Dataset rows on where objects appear

——

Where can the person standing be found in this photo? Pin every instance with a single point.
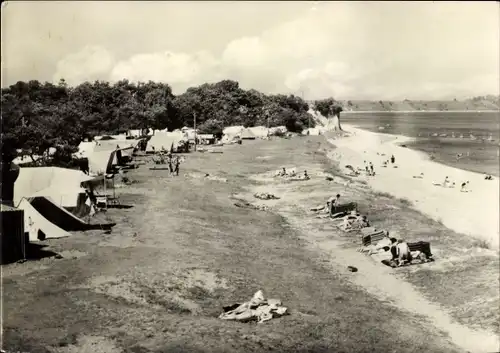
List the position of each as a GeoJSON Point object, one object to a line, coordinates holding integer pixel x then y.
{"type": "Point", "coordinates": [177, 165]}
{"type": "Point", "coordinates": [169, 159]}
{"type": "Point", "coordinates": [333, 204]}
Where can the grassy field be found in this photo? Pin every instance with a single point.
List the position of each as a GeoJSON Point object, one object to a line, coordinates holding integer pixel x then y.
{"type": "Point", "coordinates": [158, 282]}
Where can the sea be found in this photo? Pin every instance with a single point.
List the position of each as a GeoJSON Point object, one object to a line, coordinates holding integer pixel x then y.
{"type": "Point", "coordinates": [465, 140]}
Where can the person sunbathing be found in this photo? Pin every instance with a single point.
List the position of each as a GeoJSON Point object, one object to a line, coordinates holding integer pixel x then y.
{"type": "Point", "coordinates": [363, 222]}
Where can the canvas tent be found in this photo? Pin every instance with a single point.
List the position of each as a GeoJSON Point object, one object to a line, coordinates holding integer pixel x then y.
{"type": "Point", "coordinates": [61, 217]}
{"type": "Point", "coordinates": [85, 149]}
{"type": "Point", "coordinates": [101, 162]}
{"type": "Point", "coordinates": [231, 133]}
{"type": "Point", "coordinates": [38, 227]}
{"type": "Point", "coordinates": [43, 219]}
{"type": "Point", "coordinates": [165, 140]}
{"type": "Point", "coordinates": [61, 184]}
{"type": "Point", "coordinates": [12, 234]}
{"type": "Point", "coordinates": [259, 131]}
{"type": "Point", "coordinates": [313, 131]}
{"type": "Point", "coordinates": [247, 134]}
{"type": "Point", "coordinates": [277, 130]}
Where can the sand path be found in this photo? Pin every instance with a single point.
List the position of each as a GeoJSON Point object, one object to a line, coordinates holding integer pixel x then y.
{"type": "Point", "coordinates": [474, 213]}
{"type": "Point", "coordinates": [382, 282]}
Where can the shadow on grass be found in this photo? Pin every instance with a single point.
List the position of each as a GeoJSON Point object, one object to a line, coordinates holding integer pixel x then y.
{"type": "Point", "coordinates": [33, 252]}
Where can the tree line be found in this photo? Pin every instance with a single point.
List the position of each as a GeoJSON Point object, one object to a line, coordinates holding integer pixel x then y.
{"type": "Point", "coordinates": [37, 116]}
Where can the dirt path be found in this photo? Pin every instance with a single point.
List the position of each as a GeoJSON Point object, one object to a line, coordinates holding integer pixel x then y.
{"type": "Point", "coordinates": [378, 280]}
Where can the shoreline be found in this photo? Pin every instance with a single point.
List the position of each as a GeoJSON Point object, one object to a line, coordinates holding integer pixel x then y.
{"type": "Point", "coordinates": [474, 213]}
{"type": "Point", "coordinates": [419, 111]}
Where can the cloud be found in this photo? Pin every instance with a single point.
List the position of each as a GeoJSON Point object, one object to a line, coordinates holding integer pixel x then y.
{"type": "Point", "coordinates": [346, 50]}
{"type": "Point", "coordinates": [180, 70]}
{"type": "Point", "coordinates": [90, 63]}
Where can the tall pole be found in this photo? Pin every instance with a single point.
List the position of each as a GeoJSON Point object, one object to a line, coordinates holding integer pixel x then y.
{"type": "Point", "coordinates": [194, 131]}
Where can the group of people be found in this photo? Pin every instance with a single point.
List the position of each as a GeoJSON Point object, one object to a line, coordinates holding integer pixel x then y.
{"type": "Point", "coordinates": [448, 184]}
{"type": "Point", "coordinates": [354, 221]}
{"type": "Point", "coordinates": [173, 162]}
{"type": "Point", "coordinates": [292, 174]}
{"type": "Point", "coordinates": [370, 171]}
{"type": "Point", "coordinates": [400, 252]}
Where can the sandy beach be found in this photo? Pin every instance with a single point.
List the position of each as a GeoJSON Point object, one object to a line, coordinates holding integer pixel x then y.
{"type": "Point", "coordinates": [474, 213]}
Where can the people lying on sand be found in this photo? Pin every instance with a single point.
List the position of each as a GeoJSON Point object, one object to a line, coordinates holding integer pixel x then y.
{"type": "Point", "coordinates": [362, 222]}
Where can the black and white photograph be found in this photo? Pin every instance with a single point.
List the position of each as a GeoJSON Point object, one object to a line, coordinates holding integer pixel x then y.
{"type": "Point", "coordinates": [250, 176]}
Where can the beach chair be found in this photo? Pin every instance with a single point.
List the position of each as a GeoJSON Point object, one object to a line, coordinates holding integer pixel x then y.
{"type": "Point", "coordinates": [423, 246]}
{"type": "Point", "coordinates": [372, 238]}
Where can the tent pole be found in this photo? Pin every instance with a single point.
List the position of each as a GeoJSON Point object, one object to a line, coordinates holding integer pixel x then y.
{"type": "Point", "coordinates": [194, 131]}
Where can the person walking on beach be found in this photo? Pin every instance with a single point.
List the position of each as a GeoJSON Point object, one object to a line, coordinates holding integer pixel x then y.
{"type": "Point", "coordinates": [170, 166]}
{"type": "Point", "coordinates": [177, 165]}
{"type": "Point", "coordinates": [334, 203]}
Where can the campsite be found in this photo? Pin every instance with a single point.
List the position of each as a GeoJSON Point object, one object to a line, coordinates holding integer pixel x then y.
{"type": "Point", "coordinates": [184, 250]}
{"type": "Point", "coordinates": [249, 177]}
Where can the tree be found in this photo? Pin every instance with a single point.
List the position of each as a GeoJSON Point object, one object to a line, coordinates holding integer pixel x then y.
{"type": "Point", "coordinates": [331, 109]}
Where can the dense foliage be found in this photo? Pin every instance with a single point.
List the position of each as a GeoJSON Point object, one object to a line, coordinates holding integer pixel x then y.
{"type": "Point", "coordinates": [37, 116]}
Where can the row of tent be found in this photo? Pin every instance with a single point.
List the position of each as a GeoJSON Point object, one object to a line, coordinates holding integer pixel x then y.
{"type": "Point", "coordinates": [50, 202]}
{"type": "Point", "coordinates": [54, 201]}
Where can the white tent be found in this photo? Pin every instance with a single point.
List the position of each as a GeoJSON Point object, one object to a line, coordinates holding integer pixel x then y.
{"type": "Point", "coordinates": [60, 184]}
{"type": "Point", "coordinates": [259, 131]}
{"type": "Point", "coordinates": [314, 131]}
{"type": "Point", "coordinates": [101, 161]}
{"type": "Point", "coordinates": [165, 140]}
{"type": "Point", "coordinates": [247, 134]}
{"type": "Point", "coordinates": [231, 133]}
{"type": "Point", "coordinates": [278, 129]}
{"type": "Point", "coordinates": [34, 222]}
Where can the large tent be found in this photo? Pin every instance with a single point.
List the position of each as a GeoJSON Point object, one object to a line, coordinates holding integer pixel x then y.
{"type": "Point", "coordinates": [232, 133]}
{"type": "Point", "coordinates": [101, 162]}
{"type": "Point", "coordinates": [61, 184]}
{"type": "Point", "coordinates": [247, 134]}
{"type": "Point", "coordinates": [38, 227]}
{"type": "Point", "coordinates": [166, 141]}
{"type": "Point", "coordinates": [259, 131]}
{"type": "Point", "coordinates": [42, 214]}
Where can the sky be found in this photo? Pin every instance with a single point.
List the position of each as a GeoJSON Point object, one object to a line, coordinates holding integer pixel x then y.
{"type": "Point", "coordinates": [345, 50]}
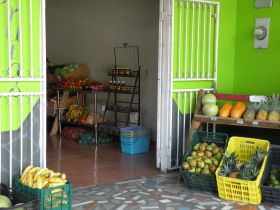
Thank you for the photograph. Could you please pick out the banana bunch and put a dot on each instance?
(39, 178)
(75, 111)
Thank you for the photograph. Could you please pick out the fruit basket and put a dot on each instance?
(19, 200)
(270, 191)
(199, 181)
(54, 198)
(242, 190)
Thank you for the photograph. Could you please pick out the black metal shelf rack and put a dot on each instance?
(114, 102)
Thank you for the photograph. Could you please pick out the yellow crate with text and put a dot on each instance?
(237, 189)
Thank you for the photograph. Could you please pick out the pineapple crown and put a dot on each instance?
(263, 105)
(273, 102)
(254, 106)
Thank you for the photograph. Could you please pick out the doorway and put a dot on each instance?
(86, 33)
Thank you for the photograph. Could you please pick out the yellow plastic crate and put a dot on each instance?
(237, 189)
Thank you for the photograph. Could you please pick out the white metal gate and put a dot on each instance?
(188, 62)
(22, 87)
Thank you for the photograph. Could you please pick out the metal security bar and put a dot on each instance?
(22, 87)
(186, 99)
(197, 41)
(19, 143)
(195, 58)
(15, 70)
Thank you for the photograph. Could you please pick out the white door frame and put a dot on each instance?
(166, 78)
(164, 84)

——

** Short task **
Rewrite the records from the line holding "frame and put a dot on each instance?" through the end of the records, inclusive, with the request kept as it is. Scale every point coordinate in the answers by 0.8 and round each result to a whole number, with halves rounded up.

** Task result **
Thank you for the photograph. Could you please pick out the white door frame and put a dot on each instance?
(133, 62)
(131, 67)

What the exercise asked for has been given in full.